SET TASK -
The data must be returned in full and exactly as given.

====== MATERIAL TO PROCESS ======

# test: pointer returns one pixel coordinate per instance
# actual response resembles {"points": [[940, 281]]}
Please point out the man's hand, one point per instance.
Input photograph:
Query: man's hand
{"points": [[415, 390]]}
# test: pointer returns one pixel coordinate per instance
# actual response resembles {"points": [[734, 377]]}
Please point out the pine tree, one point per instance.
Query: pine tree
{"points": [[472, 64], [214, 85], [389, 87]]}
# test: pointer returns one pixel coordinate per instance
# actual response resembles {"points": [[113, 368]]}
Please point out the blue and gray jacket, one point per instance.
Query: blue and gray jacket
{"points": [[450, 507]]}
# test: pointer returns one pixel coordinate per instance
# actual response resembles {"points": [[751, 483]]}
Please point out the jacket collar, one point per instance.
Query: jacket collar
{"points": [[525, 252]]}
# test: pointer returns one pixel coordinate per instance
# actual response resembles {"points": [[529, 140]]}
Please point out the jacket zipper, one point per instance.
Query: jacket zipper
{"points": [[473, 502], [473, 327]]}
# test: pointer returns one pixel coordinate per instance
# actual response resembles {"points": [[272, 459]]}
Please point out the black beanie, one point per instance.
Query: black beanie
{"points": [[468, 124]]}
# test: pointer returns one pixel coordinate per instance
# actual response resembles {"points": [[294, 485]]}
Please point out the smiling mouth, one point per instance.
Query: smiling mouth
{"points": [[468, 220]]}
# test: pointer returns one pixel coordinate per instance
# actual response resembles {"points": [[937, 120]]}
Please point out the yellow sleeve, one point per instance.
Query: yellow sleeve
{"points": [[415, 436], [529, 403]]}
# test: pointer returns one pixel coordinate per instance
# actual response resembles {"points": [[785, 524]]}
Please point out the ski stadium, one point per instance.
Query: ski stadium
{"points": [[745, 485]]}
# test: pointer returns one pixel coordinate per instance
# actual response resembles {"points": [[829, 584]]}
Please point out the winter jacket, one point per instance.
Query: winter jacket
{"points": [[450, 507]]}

======

WORKED ANSWER -
# test: pointer returns one pixel coordinate per instance
# actual response resembles {"points": [[940, 281]]}
Please point out the man's hand, one point per instance.
Input photograph:
Query: man's hand
{"points": [[415, 390]]}
# test: pointer returns one pixel coordinate per instance
# actual response resembles {"points": [[734, 377]]}
Please point out the pine tree, one point per instance.
Query: pine tree
{"points": [[472, 64], [214, 85], [389, 87]]}
# test: pointer returns one pixel coordinate per instance
# actual response resembles {"points": [[113, 368]]}
Please point out the blue and gray jacket, one point per instance.
Query: blue and gray jacket
{"points": [[450, 507]]}
# test: pointer returns one pixel coordinate per instance
# actual response resembles {"points": [[751, 483]]}
Please point out the jacket collar, one point per instance.
Query: jacket collar
{"points": [[525, 252]]}
# test: pointer returns one pixel coordinate per instance
# actual response resembles {"points": [[529, 140]]}
Please point out the jacket zipper, one point per instance.
Query: jacket zipper
{"points": [[473, 502], [473, 327]]}
# test: pointer returns one pixel coordinate per instance
# actual response resembles {"points": [[272, 459]]}
Please point out the black beanie, one point per instance.
Query: black beanie
{"points": [[468, 124]]}
# test: pointer returns one pixel coordinate per instance
# actual response resembles {"points": [[294, 485]]}
Please point out the smiling mouth, one point per instance.
Query: smiling mouth
{"points": [[468, 220]]}
# test: pointer returns one pixel coordinate per instance
# actual response resembles {"points": [[937, 120]]}
Please point out the yellow sleeve, one point per instance.
Query: yellow sleeve
{"points": [[415, 436], [529, 403]]}
# test: pointer returns one pixel coordinate per instance
# actual response resembles {"points": [[785, 524]]}
Please point out the ski stadium, one point per instance.
Query: ski stadium
{"points": [[745, 485]]}
# test: pointer returns one pixel coordinate per instance
# actual response resembles {"points": [[829, 584]]}
Please point out the winter jacket, one point per instance.
Query: winter jacket
{"points": [[450, 507]]}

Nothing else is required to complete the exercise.